:: PASSAGE PROVIDED ::
______

FCA Clean Air Act Settlement FAQs
Frequently Asked Questions, January 10, 2019
- What are the key elements of this settlement agreement?
- Who is agreeing to the consent decree?
- How did EPA find this software? When?
- Which vehicles are covered by this settlement?
- What does this mean for vehicle owners?
- How does EPA know that the emissions modification will work?
- Is there an end date or a completion date in the settlement?
- Why isn’t there a buyback option, like the VW 2.0L settlement?
- What is a defeat device?
- Do other diesel vehicles have the same software or problems with compliance? Is EPA investigating? Are you going to test them?
Our settlement addresses the violations by requiring FCA to: (1) bring the vehicles into compliance with the applicable emission standards under the Clean Air Act; (2) perform a mitigation project that reduces excess NOx emissions from other vehicles in order to offset the excess emissions caused by the defeat devices; (3) take measures to prevent future violations; and (4) pay a substantial civil penalty to ensure the company does not keep its profit from the defeat devices and to deter future violations.

______

:: TO BE DONE ::
Copy from the Clean Air Act settlement FAQ, starting with "- Who is agreeing" and going on through "for vehicle owners?".

______

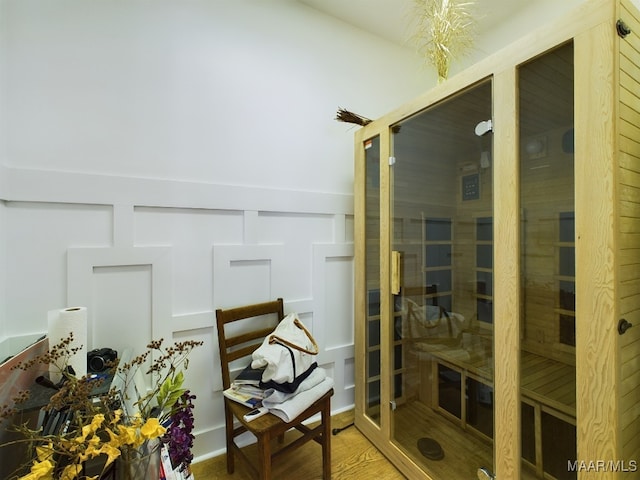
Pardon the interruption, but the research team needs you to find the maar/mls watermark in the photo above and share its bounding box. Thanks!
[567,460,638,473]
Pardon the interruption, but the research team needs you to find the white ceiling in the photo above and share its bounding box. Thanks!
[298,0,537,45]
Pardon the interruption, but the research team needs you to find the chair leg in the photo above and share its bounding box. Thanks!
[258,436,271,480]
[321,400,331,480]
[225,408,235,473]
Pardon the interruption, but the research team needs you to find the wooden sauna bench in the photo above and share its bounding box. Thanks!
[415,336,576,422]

______

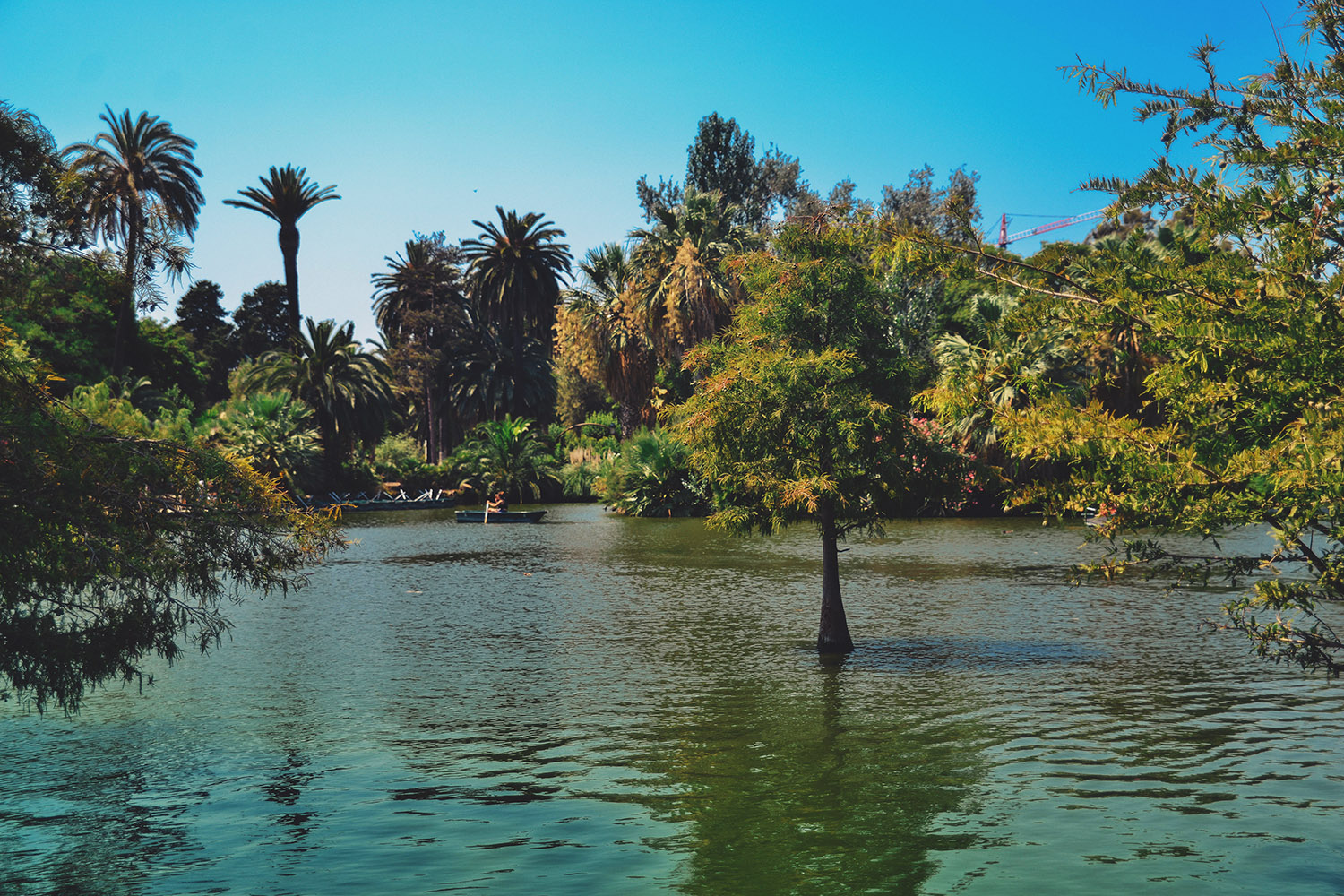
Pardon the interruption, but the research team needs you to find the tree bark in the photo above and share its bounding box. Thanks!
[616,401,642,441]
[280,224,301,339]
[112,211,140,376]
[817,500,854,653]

______

:: EXERCISE ANSWER ::
- Who is agreeing to the consent decree?
- How did EPA find this software? When?
- Which vehicles are covered by this settlement?
- What does this mean for vehicle owners?